I was struck by the quality and authenticity of the fellowship among the wider European Mennonite family. I cannot remember attending a theological conference that was pervaded by such a deep and meaningful sense of community.

Given my links to Ukraine through my work with DHM, it was a blessing to meet the group from Zaporizhe Mennonite Church in Eastern Ukraine. The Ukrainians had a stall where they presented their work among the homeless, refugees, drug addicts and other marginalised groups in one of the poorest regions in Europe.

There were about 15 young people who had come to the conference with a couple of the leaders of the church. They had all travelled together in an old minibus virtually non-stop for 3,000 miles from Ukraine.

I decided early on that I didn’t want to stay in a hotel. Instead, I opted for accommodation with a host family. I stayed with Andre and Danielle, an elderly Mennonite couple who live in a modest little house in a village about five miles from the conference venue. Staying with this wonderful couple gave me a new insight into the transformative power of generous hospitality.

When I told them that I was training for a marathon, they took me out in their car each evening to the Swiss border, from where I could run to and from Switzerland and be back home in time for dinner.

Assignment 1
From the account of the Mennonite conference, copy everything from "There were about" down to "miles from Ukraine.".
Assignment 2
Rewrite the paragraph of the account of the Mennonite conference that begins "I decided early on" more briefly, keeping its main facts.

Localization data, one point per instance

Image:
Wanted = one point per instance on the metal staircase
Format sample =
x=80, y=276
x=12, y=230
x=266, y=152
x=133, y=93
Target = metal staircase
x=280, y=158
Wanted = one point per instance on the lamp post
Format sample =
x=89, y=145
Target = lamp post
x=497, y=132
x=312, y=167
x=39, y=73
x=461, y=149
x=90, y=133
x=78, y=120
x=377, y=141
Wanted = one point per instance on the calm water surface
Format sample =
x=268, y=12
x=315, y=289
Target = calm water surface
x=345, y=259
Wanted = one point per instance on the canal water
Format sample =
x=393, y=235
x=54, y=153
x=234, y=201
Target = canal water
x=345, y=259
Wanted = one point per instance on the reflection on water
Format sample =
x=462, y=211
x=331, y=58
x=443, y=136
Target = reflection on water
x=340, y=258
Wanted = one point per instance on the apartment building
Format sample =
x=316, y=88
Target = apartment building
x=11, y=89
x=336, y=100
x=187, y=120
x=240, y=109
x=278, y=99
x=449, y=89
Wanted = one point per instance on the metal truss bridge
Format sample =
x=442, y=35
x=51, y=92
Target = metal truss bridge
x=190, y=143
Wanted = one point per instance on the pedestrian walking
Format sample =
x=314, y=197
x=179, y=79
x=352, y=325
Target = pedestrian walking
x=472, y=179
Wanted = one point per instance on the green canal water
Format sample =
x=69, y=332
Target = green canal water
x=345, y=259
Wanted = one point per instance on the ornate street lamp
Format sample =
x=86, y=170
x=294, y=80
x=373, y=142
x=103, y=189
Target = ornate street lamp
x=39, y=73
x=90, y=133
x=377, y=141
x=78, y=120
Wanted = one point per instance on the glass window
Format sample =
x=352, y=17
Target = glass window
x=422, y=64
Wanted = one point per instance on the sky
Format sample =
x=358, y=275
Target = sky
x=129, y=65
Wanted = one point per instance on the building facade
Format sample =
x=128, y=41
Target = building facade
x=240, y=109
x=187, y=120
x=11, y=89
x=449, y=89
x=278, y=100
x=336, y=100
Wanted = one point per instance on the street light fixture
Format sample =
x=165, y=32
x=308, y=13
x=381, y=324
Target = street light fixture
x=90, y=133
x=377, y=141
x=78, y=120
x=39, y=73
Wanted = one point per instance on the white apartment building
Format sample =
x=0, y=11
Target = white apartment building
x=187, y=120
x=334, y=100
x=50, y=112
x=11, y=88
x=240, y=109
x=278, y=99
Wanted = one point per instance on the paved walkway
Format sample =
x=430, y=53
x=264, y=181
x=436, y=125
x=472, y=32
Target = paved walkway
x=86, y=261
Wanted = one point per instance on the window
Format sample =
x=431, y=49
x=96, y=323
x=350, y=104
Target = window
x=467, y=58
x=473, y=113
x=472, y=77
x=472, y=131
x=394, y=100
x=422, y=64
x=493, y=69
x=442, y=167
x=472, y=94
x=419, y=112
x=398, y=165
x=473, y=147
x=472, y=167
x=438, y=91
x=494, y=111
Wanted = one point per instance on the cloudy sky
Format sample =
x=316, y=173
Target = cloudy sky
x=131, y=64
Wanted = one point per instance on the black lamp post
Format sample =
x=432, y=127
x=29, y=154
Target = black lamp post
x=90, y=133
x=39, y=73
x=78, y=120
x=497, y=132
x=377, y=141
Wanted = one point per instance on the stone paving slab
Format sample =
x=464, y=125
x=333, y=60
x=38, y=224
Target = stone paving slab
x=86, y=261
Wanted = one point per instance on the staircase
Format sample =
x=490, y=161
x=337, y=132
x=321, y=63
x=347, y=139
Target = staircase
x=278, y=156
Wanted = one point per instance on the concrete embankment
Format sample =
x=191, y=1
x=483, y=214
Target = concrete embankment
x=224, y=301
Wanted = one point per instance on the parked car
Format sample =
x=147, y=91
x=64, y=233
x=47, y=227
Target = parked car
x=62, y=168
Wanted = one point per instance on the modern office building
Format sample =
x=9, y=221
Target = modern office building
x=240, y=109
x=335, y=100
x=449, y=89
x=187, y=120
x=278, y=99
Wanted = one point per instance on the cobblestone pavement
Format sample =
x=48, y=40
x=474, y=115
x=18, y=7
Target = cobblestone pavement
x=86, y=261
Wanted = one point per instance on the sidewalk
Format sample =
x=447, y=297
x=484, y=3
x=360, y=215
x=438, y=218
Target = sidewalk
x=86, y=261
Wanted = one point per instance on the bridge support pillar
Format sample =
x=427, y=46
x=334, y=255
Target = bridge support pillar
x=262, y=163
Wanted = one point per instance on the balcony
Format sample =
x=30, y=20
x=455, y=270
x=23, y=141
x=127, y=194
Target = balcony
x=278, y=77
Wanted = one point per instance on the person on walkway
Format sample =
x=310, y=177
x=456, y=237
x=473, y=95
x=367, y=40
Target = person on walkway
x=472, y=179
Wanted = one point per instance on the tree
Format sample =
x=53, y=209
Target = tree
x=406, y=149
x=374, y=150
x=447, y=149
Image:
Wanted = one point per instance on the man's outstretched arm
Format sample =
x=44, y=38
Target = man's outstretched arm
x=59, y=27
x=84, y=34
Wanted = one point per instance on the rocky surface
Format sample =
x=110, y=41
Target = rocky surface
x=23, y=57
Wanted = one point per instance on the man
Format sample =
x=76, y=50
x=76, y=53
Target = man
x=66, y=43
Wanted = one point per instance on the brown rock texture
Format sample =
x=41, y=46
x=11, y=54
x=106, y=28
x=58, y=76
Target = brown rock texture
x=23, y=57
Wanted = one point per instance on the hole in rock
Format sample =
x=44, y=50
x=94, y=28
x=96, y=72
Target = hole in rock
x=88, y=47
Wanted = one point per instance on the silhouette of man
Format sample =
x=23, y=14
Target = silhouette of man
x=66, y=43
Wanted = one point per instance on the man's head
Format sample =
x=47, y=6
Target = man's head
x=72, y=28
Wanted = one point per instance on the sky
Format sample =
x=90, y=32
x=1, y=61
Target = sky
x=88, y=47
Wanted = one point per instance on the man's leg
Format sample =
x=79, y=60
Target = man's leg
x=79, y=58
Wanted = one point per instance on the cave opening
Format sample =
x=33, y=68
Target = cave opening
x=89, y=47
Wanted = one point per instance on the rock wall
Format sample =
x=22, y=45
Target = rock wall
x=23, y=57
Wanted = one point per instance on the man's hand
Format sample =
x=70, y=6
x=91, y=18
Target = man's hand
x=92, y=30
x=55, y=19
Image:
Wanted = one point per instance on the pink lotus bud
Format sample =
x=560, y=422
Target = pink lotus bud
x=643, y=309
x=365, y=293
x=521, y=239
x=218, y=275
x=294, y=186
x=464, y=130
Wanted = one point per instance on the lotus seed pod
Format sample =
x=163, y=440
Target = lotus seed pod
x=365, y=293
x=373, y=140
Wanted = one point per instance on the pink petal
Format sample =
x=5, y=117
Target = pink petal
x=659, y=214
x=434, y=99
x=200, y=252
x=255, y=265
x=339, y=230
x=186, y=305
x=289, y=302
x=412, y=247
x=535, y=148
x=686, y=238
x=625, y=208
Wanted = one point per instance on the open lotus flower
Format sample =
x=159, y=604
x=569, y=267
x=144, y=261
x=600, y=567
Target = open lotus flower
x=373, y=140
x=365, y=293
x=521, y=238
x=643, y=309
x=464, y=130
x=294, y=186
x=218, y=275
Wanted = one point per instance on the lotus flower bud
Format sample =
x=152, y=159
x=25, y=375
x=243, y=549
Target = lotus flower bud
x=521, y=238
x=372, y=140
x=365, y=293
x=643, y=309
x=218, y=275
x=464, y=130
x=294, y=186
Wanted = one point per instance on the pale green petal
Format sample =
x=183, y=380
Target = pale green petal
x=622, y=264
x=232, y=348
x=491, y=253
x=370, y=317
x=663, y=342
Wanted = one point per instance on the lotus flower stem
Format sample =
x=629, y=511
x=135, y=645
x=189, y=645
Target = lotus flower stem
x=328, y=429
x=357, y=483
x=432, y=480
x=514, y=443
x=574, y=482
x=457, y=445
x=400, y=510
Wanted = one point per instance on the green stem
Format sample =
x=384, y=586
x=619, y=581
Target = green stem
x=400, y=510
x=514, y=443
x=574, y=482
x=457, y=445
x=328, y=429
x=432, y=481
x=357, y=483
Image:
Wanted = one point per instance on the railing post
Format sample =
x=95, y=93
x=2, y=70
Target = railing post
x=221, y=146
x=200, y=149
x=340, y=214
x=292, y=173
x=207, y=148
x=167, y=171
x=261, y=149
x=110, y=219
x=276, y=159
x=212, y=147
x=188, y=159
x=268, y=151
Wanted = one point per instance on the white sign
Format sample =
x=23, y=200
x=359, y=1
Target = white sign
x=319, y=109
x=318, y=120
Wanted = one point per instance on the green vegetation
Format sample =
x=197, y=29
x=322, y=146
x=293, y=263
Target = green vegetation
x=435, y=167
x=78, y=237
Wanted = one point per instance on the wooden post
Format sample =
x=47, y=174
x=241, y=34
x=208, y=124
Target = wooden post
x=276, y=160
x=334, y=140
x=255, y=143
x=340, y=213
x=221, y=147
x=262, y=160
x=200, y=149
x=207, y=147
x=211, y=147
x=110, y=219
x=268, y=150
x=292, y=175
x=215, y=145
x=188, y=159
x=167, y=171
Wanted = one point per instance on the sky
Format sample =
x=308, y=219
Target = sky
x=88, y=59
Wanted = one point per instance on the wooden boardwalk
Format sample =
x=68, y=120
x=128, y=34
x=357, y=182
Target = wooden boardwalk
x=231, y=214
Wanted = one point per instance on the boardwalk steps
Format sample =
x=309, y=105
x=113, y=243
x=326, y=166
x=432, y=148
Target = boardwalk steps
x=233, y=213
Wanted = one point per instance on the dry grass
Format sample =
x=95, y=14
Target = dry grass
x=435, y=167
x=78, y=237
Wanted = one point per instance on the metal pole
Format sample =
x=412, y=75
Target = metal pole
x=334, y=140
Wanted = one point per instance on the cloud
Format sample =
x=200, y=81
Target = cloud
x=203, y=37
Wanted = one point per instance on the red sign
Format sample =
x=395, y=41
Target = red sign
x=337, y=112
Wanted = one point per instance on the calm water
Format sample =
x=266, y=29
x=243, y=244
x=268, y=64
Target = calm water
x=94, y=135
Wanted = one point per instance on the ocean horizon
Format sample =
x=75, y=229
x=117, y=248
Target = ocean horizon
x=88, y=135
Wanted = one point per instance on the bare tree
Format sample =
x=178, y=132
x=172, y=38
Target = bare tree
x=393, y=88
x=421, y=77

Exercise answer 1
There were about 15 young people who had come to the conference with a couple of the leaders of the church. They had all travelled together in an old minibus virtually non-stop for 3,000 miles from Ukraine.

Exercise answer 2
Rather than a hotel, I chose to stay with a host family: Andre and Danielle, an elderly Mennonite couple in a modest little house in a village about five miles from the conference venue. Staying with them gave me a new insight into the transformative power of generous hospitality.